## Start Selected extract
Fr. Lazarus is a ‘free-soloer’ in the world of faith, following in the ancient traditions of those who fled to the desert in the early years of Christianity to focus more intensely on following Christ.

“I am an exile from my country. I don’t speak my mother tongue with anybody. I don’t have my family with me. All the things which help to make me a strong monk are…losses. This makes me, in one sense, blessed. But in another sense, I am utterly alone.”

Such deliberate cutting-off of opportunities for temptation in the life of an anchorite is a high-stakes game:

“If I want to talk to someone, to whom can I talk? I have no language to talk to anybody. There is nobody here who has my past. There is nobody here who thinks my thoughts. If I lose my contact with Christ for one minute, there is no one to come to help me. So this struggle I must fight every day, to keep myself balanced on Christ….balanced on the Lord.”

The Ladder of Divine Ascent was written by St. John Climacus at the turn of the 7th century. Pictorially represented in iconography by a thirty-rung ladder to Heaven, the journey upwards is rife with obstacles of sin, as demons attempt to pick off those on the ascent to Christ with bows and arrows; it is those who persevere to the end who are saved (Mt 24:13). Although the work was originally composed for anchorites and monks, I find it particularly applicable to those in various states of life–single or married, vowed religious or not. For the Christian following Christ, sin is an obstacle to reaching our ultimate destination, and to forget our ultimate purpose is to expose ourselves to misstep.

But most of us live in a somewhat, shall we say, “padded” existence. We rely on our own power and ways of reasoning, surrounded by friends and family, the distractions of technology, the comforts of modern living, with just enough faith to qualify us as Christians by way of culture or church membership.

But I’d like to you to consider a question: when was the last time you risked something for God, a time in which without Him, you would have no recourse?

Risking something for God can be a lot like free-soloing a sheer face (with some qualifications).
## End Selected extract
The task >>
Revise the passage about Fr. Lazarus from "But most of" through "or church membership.", swapping "technology" for "entertainment". The material after this passage about Fr. Lazarus stands on its own and is not part of it.
## Start Given information
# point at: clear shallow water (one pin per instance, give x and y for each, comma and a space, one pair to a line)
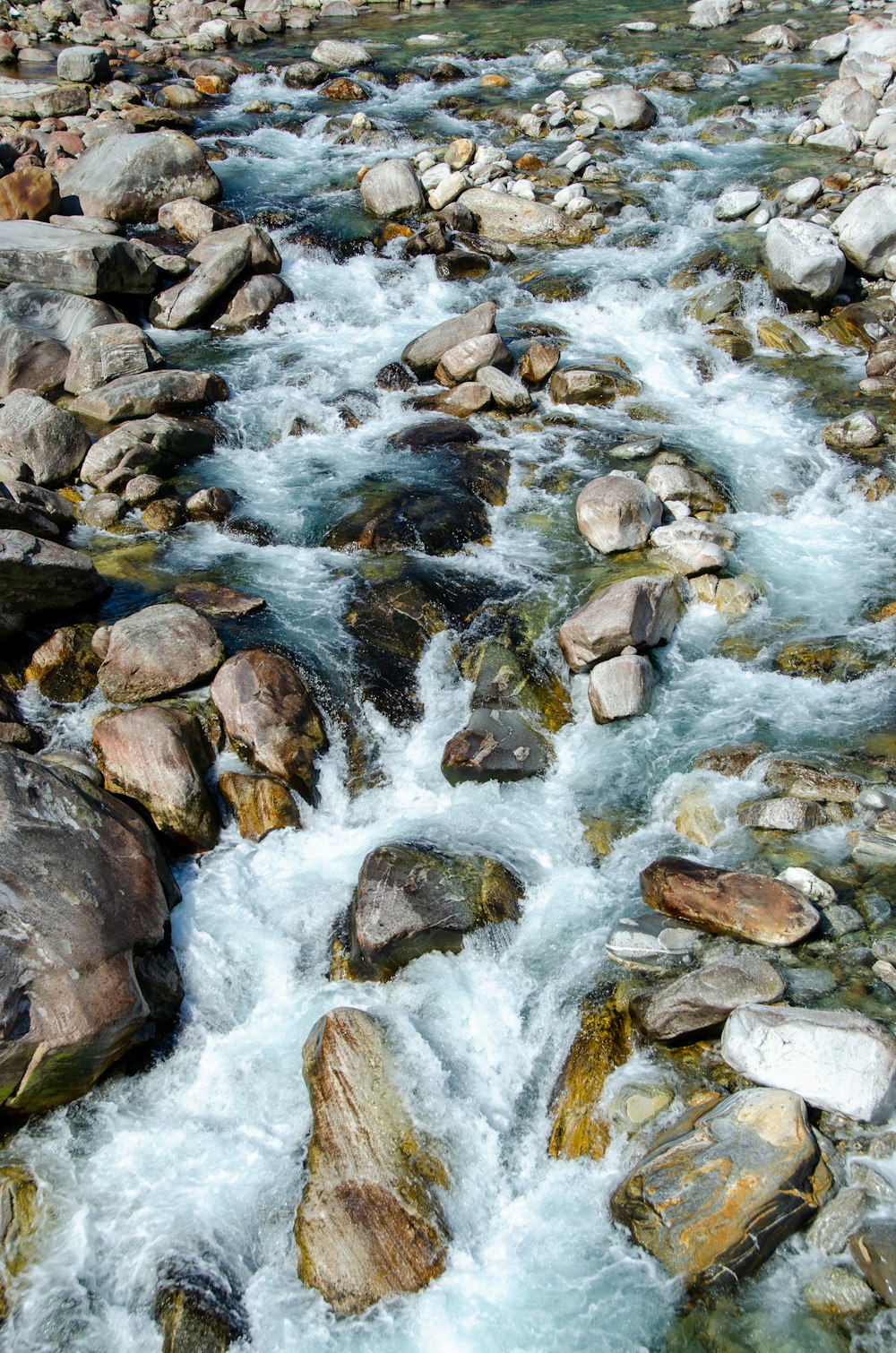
## End Given information
Exercise output >>
But most of us live in a somewhat, shall we say, “padded” existence. We rely on our own power and ways of reasoning, surrounded by friends and family, the distractions of entertainment, the comforts of modern living, with just enough faith to qualify us as Christians by way of culture or church membership.